RECORDS:
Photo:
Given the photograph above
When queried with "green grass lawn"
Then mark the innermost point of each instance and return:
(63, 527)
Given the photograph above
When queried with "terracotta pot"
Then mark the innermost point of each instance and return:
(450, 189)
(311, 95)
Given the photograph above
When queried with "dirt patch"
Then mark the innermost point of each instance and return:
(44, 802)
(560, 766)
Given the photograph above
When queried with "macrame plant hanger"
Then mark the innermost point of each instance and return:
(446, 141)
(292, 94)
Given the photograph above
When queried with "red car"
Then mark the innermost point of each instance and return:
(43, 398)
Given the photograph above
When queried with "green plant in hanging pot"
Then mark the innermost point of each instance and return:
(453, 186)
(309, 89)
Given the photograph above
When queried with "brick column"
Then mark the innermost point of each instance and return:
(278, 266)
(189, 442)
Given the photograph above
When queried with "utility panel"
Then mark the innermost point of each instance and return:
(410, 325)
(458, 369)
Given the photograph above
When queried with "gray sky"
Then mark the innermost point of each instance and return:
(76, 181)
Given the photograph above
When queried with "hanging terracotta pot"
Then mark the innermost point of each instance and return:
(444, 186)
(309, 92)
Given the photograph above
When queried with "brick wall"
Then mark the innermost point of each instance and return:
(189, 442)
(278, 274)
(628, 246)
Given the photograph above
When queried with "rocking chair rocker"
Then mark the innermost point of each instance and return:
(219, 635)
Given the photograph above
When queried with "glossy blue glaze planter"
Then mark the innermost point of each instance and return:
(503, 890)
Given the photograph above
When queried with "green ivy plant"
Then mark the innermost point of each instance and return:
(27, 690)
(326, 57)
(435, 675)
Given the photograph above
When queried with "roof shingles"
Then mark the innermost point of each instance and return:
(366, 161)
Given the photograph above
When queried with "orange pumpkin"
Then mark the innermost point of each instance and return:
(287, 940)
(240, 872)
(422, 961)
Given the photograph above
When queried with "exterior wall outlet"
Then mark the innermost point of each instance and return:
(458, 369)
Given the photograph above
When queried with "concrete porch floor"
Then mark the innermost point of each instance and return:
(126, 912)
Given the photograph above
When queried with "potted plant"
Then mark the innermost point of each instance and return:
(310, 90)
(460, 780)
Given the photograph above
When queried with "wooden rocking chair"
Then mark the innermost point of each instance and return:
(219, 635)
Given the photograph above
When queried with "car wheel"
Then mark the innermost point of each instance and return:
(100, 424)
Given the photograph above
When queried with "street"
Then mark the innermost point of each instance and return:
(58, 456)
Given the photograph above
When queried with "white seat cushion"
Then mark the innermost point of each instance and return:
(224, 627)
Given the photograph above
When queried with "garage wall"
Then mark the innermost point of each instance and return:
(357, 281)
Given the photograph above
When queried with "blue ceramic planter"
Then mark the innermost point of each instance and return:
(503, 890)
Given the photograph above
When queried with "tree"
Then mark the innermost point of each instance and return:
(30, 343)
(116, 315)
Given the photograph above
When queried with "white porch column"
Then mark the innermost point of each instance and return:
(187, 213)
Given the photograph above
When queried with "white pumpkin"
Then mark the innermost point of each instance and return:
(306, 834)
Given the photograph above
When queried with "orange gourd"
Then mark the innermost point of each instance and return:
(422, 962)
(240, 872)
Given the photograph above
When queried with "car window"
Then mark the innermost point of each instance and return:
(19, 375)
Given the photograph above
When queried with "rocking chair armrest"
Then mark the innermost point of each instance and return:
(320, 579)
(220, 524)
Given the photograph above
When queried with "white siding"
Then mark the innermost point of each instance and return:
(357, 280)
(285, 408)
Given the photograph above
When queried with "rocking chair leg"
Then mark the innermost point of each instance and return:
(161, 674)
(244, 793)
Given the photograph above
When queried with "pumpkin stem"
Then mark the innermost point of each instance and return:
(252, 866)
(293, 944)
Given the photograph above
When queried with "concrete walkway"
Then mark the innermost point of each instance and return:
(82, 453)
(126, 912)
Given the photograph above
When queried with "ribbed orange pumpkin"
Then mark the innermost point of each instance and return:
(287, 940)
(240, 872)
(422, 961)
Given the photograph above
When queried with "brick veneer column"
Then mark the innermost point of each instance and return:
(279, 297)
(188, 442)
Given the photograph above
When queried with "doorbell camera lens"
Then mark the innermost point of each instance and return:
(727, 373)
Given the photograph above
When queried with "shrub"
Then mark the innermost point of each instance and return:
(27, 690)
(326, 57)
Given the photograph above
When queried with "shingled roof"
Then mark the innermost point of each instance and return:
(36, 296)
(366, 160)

DIRECTIONS FOR THIS TASK: Transcribe the records above exactly as they appear.

RESPONSE TO THE TASK:
Photo:
Given the photograph above
When queried with "green grass lawn"
Then mark the innermost point of each instance and return:
(63, 527)
Given the photograph above
When queried with "terracotta pot"
Then mark the innermost point of each instance and return:
(450, 189)
(311, 95)
Given the photograph above
When queried with "dirt patch"
Then mark the innermost point of each instance and return:
(44, 802)
(560, 766)
Given the photograph above
When queried with "macrame plant hanger"
Then mark the innermost point of each instance and return:
(446, 141)
(292, 94)
Given the photograph above
When queried with "red car"
Then mark the innermost point of each instance and return:
(43, 398)
Given the photograph above
When queried with "green plant in hanging pot"
Then mark the innermost point of each instance and return:
(453, 186)
(309, 89)
Given the photograph above
When queried with "brick column"
Then mark the innermost point of each instance and return:
(278, 266)
(189, 442)
Given the photograph above
When queried with "utility panel"
Then mark the innermost point of each instance and return:
(410, 325)
(458, 369)
Given the photograph above
When queried with "gray sky"
Then mark the innermost point of each instance and return:
(76, 181)
Given the photograph above
When queried with "hanging terracotta pot"
Then mark the innermost point of each instance and return:
(444, 186)
(309, 92)
Given the photograph above
When queried with "brick wall"
Then mark the innermost point of each instance and return:
(189, 442)
(278, 274)
(628, 246)
Given the photograph above
When queried with "rocking chair rocker"
Then mark the innermost point of each instance and return:
(219, 635)
Given the photograph above
When queried with "glossy blue glaze planter"
Then mark the innermost point of each instance and return:
(503, 890)
Given the photograph above
When queried with "green ivy plant"
Then mark the innermost point of each instance and return:
(27, 690)
(326, 57)
(435, 675)
Given the photograph above
When queried with "roof shingles"
Then mark the innermost point of each instance and return:
(366, 161)
Given the photograph above
When queried with "orange pumpkin"
Then mark the innermost point of each instance and return:
(287, 940)
(240, 872)
(422, 961)
Given the photograph above
When queried with "exterior wall outlet"
Then mark the innermost point of each instance and return:
(458, 369)
Given the photograph above
When queried with "concrete porch floor"
Then mark the innermost point of each instance and return:
(126, 912)
Given the photograph above
When queried with "potted plant"
Then mark the innermost point of each instance and return:
(310, 90)
(460, 780)
Given the photograph above
When queried with "wooden rocking chair"
Then mark the innermost point of each instance and return:
(219, 635)
Given the photograph above
When queried with "car wheel"
Then mark the innermost point of each instance and return:
(100, 424)
Given the photograph above
When queried with "street"
Then mark the innermost point of each instance and return:
(58, 456)
Given the photograph above
When queried with "white seat cushion"
Then mark the innermost point of each instance and return:
(224, 627)
Given the photograph above
When queried with "garage wall"
Then mark the innermost point of each instance and return:
(357, 281)
Given the photograph above
When queried with "blue ceramic planter"
Then mark the innermost point of each instance and return:
(503, 890)
Given the photograph above
When queried with "tree"
Then mark the innermost point of each instance and return:
(30, 343)
(116, 315)
Given the photograph above
When queried with "white porch column"
Then mark the innermost point of each instance and return:
(187, 213)
Given the photograph above
When queried with "white pumpkin"
Then mark the innermost point of each instance and return:
(306, 834)
Given the photograph above
When queried with "orange gourd"
Then mark the innermost point of each instance and return:
(422, 962)
(240, 872)
Given the photograph above
When queried with "car window"
Then mark the innermost point of each instance and return:
(19, 375)
Given the photograph above
When queried with "rocking chair armrest"
Then mark the innermost point of each instance and return:
(320, 579)
(220, 524)
Given the photograph above
When queried with "white siding"
Then mark the innermost point of each instance and return:
(357, 280)
(285, 408)
Given the photograph above
When queried with "rocking chair leg"
Then mark the innermost point of each instance and return:
(161, 674)
(244, 793)
Given the photograph above
When queried with "pumpkin stem"
Then mark the innermost point of each instance and return:
(252, 866)
(293, 944)
Given the photograph above
When queried with "concrete walkway"
Then mark the innermost point of each instance and return:
(82, 453)
(126, 912)
Given the photograph above
When queried with "ribbed orange pumpkin"
Then mark the innermost point of each instance and return:
(287, 940)
(240, 872)
(422, 961)
Given the photograph above
When queried with "brick veneer column"
Then mark the innermost point of each instance and return:
(279, 297)
(188, 442)
Given the photograph above
When queried with "doorbell camera lens"
Then mark the innermost point of each instance and return:
(727, 373)
Given the photograph above
When queried with "shrub"
Then mark the innermost point of each instance and return:
(27, 690)
(326, 57)
Given the photograph above
When queried with "shingled roof"
Then mark the innermost point of each instance and return:
(36, 296)
(366, 160)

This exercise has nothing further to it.